WORK REQUEST ▸ Could you copy every line of the data that contains "hillside"?

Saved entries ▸
-=-=-=-=-

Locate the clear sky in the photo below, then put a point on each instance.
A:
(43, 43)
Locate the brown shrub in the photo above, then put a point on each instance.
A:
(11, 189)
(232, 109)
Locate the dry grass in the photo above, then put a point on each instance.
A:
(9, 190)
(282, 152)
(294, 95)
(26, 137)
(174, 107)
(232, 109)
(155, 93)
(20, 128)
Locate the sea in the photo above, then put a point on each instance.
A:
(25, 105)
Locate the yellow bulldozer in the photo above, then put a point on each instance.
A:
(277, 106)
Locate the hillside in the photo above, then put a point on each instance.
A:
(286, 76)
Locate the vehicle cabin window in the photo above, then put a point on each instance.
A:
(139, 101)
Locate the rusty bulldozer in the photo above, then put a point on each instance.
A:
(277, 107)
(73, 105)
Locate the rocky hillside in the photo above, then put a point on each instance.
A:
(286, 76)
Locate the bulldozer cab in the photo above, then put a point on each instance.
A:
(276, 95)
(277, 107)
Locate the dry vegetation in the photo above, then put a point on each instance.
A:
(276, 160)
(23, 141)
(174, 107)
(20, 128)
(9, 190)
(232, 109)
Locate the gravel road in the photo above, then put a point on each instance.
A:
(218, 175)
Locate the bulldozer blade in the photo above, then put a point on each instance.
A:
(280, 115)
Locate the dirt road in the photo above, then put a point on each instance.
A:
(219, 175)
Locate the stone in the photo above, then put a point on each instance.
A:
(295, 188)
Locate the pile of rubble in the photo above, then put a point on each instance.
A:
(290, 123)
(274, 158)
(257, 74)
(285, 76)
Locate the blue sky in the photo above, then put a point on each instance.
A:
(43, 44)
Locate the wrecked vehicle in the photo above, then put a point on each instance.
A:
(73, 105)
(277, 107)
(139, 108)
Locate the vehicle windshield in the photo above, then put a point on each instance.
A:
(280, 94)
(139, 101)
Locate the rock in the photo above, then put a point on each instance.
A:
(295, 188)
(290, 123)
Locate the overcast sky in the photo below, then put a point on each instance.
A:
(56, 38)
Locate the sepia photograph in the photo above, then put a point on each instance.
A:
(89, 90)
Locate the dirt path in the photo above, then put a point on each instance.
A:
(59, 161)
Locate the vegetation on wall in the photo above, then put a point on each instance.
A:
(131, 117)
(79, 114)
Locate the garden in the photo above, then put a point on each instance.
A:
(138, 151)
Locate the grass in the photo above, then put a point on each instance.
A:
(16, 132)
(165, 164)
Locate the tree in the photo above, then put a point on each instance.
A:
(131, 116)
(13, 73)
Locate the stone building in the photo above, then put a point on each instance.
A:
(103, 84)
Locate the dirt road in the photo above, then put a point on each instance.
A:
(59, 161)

-=-=-=-=-

THE COMPLETED TASK ▸
Locate the hillside in the photo above, then put a point on each instance.
Locate the rocky hillside in the photo above, then put a point on each instance.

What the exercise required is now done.